(Items stored from a collection)
** START **
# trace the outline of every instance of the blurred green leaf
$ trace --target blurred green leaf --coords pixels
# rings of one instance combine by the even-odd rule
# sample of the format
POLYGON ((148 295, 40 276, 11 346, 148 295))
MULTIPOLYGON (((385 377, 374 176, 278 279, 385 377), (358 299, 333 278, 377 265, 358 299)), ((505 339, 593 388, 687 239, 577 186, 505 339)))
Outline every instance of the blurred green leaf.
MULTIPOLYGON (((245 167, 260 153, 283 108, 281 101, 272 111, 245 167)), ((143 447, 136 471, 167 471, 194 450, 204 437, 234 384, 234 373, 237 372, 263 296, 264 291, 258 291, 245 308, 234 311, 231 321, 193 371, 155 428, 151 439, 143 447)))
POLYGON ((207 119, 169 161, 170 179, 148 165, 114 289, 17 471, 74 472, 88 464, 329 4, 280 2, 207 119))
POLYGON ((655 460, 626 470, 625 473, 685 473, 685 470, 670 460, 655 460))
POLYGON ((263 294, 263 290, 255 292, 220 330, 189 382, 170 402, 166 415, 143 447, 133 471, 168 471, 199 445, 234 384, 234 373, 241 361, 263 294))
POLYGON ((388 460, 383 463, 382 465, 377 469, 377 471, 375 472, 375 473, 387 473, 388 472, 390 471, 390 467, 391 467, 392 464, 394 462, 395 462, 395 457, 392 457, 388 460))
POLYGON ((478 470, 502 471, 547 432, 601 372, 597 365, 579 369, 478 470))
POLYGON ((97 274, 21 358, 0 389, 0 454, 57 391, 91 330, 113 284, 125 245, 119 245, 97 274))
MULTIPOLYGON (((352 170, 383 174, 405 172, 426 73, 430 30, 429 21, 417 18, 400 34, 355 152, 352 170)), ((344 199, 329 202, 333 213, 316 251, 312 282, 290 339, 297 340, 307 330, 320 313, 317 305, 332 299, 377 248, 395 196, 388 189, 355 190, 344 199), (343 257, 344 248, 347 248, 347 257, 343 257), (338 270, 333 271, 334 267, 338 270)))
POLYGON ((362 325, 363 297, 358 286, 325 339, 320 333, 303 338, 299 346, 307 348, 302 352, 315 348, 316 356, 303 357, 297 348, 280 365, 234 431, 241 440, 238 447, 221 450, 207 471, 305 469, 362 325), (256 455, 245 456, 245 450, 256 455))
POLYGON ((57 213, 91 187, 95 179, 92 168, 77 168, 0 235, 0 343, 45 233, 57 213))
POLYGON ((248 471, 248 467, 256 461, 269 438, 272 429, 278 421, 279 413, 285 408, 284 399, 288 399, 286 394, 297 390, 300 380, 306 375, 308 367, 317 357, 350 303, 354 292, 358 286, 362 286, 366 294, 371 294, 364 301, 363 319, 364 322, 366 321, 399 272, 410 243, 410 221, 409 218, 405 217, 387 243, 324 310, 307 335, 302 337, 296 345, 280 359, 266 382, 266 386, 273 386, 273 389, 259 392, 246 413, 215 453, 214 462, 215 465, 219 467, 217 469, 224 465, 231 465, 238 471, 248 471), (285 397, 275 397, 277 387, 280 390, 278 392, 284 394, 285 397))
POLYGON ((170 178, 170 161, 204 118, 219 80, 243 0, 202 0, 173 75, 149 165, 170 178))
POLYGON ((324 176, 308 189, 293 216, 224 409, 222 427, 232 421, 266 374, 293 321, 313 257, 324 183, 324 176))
** END **
AIM: Write out the data above word for word, from its first line up to and including the line with "Outline every instance".

TASK ANSWER:
# trace the outline of every instance of the blurred green leaf
$ trace --target blurred green leaf --coords pixels
# rings of one instance combine by the even-odd rule
# sample of the format
POLYGON ((148 295, 40 276, 11 346, 148 295))
MULTIPOLYGON (((385 377, 374 176, 278 279, 385 377), (358 299, 333 278, 377 265, 358 299)), ((505 339, 593 388, 687 239, 577 186, 505 339)))
Outline every instance of the blurred green leaf.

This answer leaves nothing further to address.